Mask labeling examples
# # # # #

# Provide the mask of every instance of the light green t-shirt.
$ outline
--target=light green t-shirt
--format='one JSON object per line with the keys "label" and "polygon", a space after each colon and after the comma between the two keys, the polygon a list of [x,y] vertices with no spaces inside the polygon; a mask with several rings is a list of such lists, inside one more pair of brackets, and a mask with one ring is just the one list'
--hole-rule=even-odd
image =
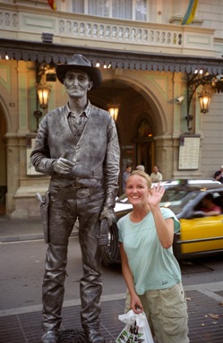
{"label": "light green t-shirt", "polygon": [[[160,210],[164,219],[173,218],[175,232],[179,231],[180,223],[174,212],[166,208]],[[128,213],[118,220],[117,227],[119,242],[124,244],[138,295],[167,288],[181,281],[173,249],[162,247],[151,212],[140,223],[133,223]]]}

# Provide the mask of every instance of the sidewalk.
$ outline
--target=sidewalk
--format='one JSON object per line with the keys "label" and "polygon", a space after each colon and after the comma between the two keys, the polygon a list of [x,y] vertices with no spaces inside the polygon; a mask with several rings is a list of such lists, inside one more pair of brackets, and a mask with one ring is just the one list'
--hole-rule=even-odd
{"label": "sidewalk", "polygon": [[[78,235],[74,228],[73,235]],[[8,219],[0,217],[0,242],[43,239],[40,219]],[[191,343],[222,343],[223,281],[184,287],[188,299]],[[3,295],[2,295],[3,296]],[[124,324],[124,294],[102,297],[101,331],[107,343],[115,343]],[[62,330],[81,329],[80,301],[64,302]],[[0,342],[40,343],[41,305],[0,311]]]}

# # # # #

What to produce
Arrange every line of the material above as a JSON list of strings, one string per line, skipping blank lines. Leave the pictures out.

Finished answer
[
  "# Provide the mask of every instance of the light green t-shirt.",
  "$ outline",
  "--target=light green t-shirt",
  "--format='one JSON object per line with the keys \"label\" and \"polygon\", a space after each colon and after the comma between the two keys, the polygon a list of [x,y] vertices with no spaces inside the polygon; a mask with several rings is a list of such lists, inside one more pair of brackets, and a mask with one ring is just the one list'",
  "--hole-rule=even-odd",
  "image =",
  "{\"label\": \"light green t-shirt\", \"polygon\": [[[160,210],[164,219],[173,218],[175,232],[179,231],[180,223],[174,212],[166,208]],[[128,213],[118,220],[117,227],[119,242],[124,244],[138,295],[167,288],[181,281],[173,249],[162,247],[151,212],[140,223],[133,223]]]}",
  "# Provide the mask of every instance of the sidewalk.",
  "$ outline",
  "--target=sidewalk",
  "--format='one JSON object per line with the keys \"label\" and \"polygon\", a space after each colon and after the comma between the two keys, the polygon a list of [x,y] vertices with no spaces inside the polygon; a mask with several rings is a list of such lists, inside one more pair of brackets, and a mask with one ring is just the one list'",
  "--hole-rule=even-odd",
  "{\"label\": \"sidewalk\", \"polygon\": [[[78,235],[74,228],[73,235]],[[8,219],[0,217],[0,242],[43,239],[40,219]],[[191,343],[222,343],[223,281],[184,287],[188,299]],[[3,295],[2,295],[3,296]],[[124,324],[124,294],[102,297],[101,331],[107,343],[115,343]],[[62,330],[81,329],[80,301],[64,302]],[[0,342],[40,343],[41,305],[0,311]]]}"
]